**Work required:**
Whenever the string "order" appears in a line below, please copy the line out.

□ □ □ □ □ □ □

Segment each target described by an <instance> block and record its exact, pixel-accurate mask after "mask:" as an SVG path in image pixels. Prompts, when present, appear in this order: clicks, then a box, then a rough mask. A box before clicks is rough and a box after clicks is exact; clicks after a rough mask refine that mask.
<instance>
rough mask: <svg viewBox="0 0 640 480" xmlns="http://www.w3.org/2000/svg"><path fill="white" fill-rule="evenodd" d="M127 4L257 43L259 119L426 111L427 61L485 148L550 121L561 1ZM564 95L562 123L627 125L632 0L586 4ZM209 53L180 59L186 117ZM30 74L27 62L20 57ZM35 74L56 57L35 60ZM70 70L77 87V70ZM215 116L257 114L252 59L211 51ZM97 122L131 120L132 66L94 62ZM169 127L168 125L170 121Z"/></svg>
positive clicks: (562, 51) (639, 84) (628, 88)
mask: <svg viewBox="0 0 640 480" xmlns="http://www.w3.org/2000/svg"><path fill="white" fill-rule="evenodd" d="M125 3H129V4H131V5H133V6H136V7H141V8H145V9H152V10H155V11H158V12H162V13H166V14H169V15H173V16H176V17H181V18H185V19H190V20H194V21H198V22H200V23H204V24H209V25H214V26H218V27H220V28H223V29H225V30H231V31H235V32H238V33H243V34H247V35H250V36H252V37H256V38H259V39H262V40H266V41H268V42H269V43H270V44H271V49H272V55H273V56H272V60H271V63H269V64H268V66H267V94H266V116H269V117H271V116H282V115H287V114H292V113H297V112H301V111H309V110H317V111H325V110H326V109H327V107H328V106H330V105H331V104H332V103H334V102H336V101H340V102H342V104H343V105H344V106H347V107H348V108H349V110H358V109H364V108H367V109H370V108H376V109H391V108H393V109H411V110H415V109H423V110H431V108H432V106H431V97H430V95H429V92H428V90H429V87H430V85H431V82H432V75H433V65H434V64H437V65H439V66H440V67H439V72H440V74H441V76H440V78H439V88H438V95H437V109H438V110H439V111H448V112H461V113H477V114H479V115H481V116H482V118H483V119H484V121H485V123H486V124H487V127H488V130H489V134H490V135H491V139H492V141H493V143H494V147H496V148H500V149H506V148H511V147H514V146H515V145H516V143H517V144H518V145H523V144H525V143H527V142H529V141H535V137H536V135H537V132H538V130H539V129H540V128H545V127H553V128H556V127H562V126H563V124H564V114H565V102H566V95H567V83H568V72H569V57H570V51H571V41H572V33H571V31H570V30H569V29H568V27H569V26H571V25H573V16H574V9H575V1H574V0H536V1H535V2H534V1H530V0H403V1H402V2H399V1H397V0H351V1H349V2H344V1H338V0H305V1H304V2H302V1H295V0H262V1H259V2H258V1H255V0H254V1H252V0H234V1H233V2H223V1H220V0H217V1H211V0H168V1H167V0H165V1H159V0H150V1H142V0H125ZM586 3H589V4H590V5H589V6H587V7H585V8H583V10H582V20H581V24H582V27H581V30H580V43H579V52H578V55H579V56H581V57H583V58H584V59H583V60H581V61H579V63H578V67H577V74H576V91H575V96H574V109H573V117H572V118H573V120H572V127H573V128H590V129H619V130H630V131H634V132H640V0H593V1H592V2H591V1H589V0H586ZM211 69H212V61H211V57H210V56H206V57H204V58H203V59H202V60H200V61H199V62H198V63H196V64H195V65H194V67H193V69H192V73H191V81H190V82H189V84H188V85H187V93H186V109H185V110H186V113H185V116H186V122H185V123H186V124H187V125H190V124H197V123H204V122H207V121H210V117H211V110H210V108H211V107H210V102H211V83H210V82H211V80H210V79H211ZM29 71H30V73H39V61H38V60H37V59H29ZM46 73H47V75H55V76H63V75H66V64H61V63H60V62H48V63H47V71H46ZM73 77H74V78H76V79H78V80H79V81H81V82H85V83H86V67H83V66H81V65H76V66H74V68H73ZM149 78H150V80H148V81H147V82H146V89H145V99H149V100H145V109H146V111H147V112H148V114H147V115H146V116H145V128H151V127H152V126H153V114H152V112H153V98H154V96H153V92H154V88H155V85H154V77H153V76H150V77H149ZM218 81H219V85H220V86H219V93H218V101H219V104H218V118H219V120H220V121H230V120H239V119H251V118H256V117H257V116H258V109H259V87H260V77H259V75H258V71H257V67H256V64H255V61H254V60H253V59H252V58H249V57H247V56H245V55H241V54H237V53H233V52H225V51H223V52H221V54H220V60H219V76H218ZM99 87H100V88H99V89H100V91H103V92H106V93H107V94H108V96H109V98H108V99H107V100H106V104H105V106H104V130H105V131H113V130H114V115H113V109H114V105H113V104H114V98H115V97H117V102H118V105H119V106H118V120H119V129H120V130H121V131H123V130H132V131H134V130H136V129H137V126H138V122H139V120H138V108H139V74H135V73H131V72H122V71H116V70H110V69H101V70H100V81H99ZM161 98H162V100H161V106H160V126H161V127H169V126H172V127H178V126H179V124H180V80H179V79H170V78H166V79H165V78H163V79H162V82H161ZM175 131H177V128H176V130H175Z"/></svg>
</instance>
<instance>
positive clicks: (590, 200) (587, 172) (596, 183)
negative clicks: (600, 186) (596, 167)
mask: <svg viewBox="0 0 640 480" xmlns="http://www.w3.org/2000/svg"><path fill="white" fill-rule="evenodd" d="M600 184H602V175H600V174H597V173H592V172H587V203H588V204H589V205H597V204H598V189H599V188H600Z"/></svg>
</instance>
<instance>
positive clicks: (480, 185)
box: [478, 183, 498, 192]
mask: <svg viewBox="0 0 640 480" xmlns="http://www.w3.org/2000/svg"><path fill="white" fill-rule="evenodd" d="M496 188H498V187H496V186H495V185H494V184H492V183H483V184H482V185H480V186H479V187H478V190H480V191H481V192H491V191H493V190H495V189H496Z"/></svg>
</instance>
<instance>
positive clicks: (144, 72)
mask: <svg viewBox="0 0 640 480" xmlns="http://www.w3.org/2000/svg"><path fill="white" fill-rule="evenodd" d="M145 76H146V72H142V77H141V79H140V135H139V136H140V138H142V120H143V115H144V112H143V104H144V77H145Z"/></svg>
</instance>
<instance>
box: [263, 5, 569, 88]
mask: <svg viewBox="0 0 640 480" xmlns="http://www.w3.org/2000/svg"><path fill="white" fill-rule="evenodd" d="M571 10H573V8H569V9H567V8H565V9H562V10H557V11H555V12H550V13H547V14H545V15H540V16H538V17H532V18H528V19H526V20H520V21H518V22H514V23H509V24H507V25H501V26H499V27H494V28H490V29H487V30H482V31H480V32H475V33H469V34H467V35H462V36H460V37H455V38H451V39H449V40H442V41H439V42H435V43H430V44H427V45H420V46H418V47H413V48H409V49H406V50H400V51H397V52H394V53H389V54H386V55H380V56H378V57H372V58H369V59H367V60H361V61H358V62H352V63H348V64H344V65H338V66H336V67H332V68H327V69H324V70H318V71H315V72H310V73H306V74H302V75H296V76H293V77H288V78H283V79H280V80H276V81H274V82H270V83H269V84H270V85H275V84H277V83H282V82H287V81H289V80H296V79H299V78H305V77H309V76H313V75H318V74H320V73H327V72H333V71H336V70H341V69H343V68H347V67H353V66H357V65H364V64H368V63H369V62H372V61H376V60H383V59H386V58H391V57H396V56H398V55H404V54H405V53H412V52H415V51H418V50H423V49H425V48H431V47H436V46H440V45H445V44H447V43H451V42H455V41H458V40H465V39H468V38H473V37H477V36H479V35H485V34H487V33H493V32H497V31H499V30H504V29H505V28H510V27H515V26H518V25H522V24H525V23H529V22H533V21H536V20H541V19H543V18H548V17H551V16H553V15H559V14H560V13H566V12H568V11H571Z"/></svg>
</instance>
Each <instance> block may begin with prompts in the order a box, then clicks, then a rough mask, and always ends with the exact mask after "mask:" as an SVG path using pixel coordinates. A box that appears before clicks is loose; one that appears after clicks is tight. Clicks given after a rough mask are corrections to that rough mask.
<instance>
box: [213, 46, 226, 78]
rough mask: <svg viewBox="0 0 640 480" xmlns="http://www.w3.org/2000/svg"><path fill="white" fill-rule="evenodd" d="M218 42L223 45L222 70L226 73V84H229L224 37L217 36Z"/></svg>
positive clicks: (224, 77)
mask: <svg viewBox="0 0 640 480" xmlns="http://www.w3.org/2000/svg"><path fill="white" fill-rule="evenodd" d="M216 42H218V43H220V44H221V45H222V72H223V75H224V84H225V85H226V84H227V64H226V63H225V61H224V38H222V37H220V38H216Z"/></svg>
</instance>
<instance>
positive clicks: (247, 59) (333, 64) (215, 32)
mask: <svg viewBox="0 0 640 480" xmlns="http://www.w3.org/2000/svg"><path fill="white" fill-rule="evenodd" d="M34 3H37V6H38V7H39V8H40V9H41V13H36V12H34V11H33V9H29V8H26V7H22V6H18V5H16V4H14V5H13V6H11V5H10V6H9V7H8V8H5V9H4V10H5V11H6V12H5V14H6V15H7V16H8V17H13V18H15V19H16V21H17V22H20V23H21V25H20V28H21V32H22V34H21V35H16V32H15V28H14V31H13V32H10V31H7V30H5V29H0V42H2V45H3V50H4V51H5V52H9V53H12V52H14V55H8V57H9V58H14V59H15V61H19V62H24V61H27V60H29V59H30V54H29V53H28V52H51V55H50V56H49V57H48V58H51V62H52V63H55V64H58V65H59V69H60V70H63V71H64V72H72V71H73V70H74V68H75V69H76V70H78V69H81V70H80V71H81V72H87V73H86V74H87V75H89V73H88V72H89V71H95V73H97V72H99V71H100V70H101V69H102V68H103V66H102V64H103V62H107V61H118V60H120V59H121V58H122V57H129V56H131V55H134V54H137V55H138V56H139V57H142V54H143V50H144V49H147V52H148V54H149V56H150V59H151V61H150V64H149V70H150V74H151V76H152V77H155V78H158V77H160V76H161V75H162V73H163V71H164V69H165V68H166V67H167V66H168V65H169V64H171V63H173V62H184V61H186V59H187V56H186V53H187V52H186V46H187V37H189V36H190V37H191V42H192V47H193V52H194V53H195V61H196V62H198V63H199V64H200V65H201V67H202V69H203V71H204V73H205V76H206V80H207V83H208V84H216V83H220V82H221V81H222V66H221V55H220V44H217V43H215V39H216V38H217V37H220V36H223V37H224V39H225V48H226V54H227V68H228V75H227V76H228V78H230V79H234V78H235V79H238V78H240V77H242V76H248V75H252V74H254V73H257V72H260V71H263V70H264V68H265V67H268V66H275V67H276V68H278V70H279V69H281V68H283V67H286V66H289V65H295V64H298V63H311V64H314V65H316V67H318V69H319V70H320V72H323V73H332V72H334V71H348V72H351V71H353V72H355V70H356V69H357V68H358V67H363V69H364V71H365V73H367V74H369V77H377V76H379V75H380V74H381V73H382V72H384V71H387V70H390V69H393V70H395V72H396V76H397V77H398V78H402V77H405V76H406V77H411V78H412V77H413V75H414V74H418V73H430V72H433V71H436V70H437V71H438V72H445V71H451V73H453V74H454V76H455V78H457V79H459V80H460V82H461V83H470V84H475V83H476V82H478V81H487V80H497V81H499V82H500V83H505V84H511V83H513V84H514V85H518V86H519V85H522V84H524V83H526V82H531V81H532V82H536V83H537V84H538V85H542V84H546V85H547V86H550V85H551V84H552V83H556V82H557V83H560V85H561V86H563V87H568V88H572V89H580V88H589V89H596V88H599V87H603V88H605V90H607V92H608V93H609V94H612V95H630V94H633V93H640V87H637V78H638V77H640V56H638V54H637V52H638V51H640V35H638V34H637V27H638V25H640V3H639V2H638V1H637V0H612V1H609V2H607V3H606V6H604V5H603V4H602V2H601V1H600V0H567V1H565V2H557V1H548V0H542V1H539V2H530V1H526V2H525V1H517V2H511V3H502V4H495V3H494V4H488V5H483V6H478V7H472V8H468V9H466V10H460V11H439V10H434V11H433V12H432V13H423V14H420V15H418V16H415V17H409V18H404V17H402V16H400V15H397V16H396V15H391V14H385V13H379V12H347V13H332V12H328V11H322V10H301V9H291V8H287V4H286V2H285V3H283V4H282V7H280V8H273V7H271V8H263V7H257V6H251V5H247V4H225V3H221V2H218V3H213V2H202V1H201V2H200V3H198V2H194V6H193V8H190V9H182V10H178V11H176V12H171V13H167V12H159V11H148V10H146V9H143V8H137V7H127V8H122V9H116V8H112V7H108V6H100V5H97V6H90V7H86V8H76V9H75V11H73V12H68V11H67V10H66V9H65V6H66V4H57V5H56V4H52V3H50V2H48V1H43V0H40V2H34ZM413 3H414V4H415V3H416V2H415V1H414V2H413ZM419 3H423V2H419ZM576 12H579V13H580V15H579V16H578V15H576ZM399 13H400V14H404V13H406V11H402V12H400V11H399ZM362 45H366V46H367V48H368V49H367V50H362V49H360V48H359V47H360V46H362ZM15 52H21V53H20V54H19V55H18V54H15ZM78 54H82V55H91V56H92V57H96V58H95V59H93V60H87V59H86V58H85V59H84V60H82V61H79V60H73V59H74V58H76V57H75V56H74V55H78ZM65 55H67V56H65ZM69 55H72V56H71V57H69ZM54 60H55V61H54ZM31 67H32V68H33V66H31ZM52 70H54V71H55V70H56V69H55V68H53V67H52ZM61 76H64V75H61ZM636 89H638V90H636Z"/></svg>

□ □ □ □ □ □ □

**Response to this task:**
Segment each target described by an <instance> block and record its exact, pixel-accurate mask after "mask:" as an SVG path in image pixels. Prompts, when present, appear in this order: clicks, then a box, then a rough mask. A box before clicks is rough and a box after clicks is exact; clicks after a rough mask refine that mask.
Each <instance> block may begin with prompts in the order a box, then clicks, then a rough mask, and always ends with the exact mask after "mask:" as an SVG path using pixel coordinates. A box that appears before clicks is loose; one that appears after clicks is tight. Clicks given after a rough mask are corrections to that rough mask.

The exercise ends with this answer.